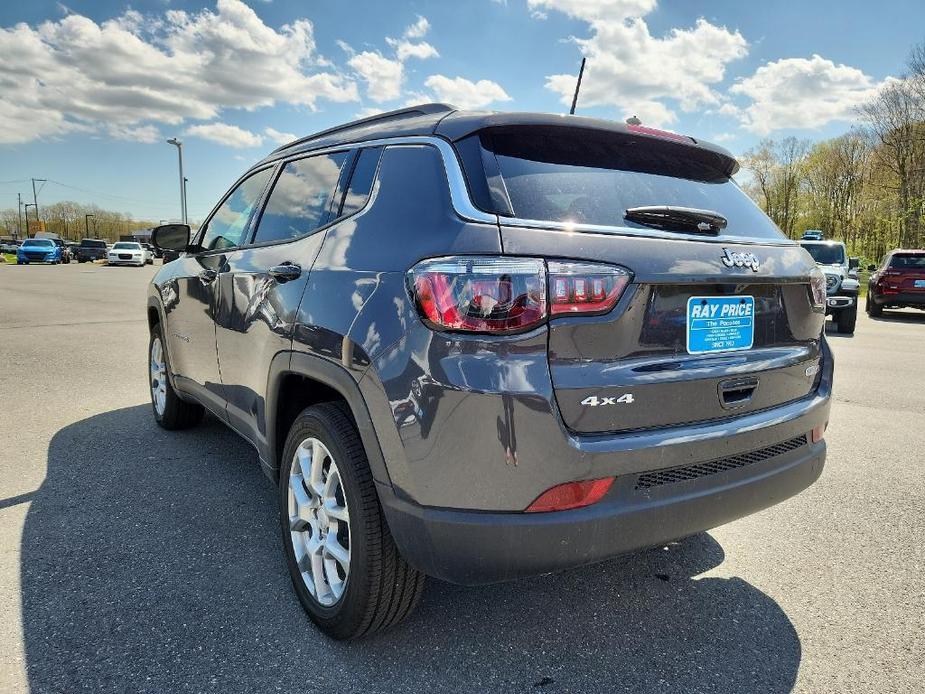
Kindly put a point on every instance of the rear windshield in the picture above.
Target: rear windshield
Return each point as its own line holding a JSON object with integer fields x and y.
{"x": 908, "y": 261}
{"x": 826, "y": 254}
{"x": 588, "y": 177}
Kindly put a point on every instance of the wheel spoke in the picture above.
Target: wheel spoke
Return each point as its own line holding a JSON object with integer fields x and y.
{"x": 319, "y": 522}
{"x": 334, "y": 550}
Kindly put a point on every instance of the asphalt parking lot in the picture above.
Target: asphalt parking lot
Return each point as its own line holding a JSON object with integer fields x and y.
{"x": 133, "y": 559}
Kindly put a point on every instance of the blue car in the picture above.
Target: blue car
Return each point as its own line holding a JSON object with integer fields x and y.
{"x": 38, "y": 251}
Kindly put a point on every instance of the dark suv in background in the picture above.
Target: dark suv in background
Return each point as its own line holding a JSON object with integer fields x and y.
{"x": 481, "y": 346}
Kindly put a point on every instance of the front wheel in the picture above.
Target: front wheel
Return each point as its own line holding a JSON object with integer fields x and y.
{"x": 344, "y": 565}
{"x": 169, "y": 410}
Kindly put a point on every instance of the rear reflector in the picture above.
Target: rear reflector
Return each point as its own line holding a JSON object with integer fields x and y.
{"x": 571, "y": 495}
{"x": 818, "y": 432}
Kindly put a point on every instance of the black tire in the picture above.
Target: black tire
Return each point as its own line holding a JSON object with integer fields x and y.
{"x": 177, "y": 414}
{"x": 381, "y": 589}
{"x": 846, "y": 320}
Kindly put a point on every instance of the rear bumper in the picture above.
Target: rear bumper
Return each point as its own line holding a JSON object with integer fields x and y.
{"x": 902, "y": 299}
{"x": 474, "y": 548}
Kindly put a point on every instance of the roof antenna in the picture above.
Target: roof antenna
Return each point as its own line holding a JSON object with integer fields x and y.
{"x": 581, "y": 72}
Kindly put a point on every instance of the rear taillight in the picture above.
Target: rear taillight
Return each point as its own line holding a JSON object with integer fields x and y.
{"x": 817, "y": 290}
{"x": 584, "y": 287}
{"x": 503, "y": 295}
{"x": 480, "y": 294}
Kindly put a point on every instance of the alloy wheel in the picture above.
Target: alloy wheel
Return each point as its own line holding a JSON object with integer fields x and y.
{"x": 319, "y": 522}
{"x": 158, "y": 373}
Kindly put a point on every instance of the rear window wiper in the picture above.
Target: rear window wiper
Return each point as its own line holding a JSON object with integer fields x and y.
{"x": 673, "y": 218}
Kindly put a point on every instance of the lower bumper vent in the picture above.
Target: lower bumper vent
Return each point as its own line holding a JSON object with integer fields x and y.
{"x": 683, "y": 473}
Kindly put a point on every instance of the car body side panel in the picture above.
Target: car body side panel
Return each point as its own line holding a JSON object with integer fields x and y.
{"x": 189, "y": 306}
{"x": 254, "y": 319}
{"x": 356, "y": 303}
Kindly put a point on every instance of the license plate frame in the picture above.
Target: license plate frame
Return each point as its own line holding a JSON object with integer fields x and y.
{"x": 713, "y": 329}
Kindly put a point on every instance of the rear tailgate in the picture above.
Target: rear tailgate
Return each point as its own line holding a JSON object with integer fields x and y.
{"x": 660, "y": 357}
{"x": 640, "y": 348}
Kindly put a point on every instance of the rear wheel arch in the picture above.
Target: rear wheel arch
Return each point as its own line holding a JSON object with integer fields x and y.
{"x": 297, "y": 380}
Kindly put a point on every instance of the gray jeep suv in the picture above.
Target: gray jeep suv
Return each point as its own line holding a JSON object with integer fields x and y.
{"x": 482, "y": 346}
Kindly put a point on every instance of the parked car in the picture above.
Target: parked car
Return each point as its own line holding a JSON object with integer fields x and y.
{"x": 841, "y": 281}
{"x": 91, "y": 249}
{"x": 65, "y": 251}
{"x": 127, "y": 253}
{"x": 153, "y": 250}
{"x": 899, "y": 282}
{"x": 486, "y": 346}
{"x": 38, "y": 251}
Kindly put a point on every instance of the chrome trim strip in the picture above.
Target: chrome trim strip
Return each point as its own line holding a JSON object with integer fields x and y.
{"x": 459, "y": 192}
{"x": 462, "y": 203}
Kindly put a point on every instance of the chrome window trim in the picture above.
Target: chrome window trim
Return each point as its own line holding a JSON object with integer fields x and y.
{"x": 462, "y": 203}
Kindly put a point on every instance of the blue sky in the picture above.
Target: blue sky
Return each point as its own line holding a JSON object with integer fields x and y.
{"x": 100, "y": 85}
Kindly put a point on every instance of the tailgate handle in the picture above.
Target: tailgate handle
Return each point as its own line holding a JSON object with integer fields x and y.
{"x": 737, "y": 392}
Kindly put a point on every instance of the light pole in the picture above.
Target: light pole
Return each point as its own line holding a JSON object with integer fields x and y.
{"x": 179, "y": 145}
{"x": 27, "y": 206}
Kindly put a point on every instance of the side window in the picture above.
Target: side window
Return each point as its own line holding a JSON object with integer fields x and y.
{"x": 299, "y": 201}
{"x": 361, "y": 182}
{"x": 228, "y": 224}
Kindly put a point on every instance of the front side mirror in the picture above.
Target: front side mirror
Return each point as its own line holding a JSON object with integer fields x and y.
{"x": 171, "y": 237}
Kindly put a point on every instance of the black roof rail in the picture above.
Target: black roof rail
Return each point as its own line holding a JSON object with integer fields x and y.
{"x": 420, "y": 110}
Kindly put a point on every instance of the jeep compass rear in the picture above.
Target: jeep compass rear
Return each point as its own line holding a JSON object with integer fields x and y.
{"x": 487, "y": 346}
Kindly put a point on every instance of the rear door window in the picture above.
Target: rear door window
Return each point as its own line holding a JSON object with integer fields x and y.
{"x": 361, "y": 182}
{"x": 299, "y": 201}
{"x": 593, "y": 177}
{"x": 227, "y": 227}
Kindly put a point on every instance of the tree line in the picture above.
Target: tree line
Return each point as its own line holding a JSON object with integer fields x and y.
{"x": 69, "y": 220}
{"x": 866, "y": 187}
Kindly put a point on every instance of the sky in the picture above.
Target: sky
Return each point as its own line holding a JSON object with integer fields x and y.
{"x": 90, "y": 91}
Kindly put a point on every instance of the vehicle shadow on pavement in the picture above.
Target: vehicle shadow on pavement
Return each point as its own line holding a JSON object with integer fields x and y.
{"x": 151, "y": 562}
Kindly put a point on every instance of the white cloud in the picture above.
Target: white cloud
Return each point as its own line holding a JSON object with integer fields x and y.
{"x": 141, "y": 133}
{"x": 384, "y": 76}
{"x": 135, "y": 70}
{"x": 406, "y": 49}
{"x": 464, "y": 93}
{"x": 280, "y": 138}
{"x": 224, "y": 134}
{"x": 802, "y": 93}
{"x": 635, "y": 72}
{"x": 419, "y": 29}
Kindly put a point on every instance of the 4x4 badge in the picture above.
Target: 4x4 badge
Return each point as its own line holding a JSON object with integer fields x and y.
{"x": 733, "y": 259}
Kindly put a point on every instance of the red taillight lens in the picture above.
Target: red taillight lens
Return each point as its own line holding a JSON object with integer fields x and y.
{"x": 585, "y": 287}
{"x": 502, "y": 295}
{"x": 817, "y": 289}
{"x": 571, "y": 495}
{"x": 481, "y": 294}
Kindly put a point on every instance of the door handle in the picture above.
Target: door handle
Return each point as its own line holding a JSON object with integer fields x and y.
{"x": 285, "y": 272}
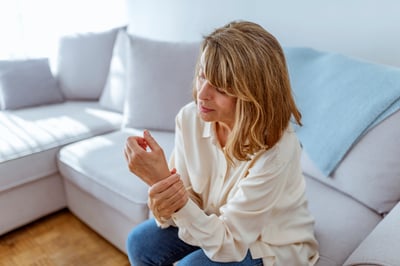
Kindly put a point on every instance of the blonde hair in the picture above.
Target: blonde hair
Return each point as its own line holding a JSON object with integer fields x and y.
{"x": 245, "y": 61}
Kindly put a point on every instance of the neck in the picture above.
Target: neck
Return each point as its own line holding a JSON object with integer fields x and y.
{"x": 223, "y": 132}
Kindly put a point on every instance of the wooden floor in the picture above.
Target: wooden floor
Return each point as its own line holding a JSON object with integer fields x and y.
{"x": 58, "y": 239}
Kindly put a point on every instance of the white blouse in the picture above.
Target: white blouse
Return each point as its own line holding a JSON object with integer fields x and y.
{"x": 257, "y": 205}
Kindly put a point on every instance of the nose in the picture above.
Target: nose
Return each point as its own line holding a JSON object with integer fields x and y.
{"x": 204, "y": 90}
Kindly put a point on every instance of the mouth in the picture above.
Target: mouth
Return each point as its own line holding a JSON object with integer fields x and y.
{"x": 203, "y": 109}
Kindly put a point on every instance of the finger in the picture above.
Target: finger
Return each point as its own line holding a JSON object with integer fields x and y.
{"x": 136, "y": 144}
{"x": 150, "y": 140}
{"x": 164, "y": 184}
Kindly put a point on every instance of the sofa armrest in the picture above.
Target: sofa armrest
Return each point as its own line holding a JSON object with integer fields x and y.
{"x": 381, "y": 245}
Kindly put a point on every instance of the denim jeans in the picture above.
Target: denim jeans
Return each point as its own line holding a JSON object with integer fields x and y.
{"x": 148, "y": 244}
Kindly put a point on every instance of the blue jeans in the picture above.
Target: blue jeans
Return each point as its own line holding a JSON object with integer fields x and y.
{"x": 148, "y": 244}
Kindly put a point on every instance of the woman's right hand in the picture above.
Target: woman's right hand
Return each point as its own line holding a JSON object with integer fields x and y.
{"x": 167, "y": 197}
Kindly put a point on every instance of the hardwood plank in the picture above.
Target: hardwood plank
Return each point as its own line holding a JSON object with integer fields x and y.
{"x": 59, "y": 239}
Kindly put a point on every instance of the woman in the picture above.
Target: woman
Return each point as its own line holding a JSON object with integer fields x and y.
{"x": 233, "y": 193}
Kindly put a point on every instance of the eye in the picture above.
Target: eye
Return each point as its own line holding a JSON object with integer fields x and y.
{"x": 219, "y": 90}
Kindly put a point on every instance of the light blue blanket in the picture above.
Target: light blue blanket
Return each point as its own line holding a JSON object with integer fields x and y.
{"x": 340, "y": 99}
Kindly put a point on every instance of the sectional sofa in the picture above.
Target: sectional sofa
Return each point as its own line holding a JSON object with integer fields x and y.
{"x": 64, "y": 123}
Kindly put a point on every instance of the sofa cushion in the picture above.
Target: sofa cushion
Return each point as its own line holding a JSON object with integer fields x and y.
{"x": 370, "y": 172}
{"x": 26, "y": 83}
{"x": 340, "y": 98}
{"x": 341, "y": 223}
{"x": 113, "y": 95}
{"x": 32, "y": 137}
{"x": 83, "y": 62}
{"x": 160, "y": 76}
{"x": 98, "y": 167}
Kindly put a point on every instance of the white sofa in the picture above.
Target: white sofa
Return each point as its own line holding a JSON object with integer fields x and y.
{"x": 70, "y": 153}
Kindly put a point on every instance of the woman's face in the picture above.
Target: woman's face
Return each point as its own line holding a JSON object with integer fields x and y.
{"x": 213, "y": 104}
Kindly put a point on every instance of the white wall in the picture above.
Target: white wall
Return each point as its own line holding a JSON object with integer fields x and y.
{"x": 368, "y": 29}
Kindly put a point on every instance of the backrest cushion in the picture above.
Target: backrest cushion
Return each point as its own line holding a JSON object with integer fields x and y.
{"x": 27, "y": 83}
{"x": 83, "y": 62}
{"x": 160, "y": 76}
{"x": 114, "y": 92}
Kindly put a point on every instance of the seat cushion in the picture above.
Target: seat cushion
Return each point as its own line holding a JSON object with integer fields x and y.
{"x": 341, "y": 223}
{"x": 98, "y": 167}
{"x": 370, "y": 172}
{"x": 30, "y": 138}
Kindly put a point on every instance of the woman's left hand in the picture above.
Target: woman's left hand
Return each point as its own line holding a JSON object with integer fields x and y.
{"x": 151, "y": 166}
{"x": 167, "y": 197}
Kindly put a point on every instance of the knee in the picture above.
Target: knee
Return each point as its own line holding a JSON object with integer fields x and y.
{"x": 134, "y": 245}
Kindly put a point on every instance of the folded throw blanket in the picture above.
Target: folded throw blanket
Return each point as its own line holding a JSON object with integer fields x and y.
————
GOAL OF THE EXERCISE: Using the data above, count the lines where "window" appears. Reply with the number only.

ANSWER SPACE: 8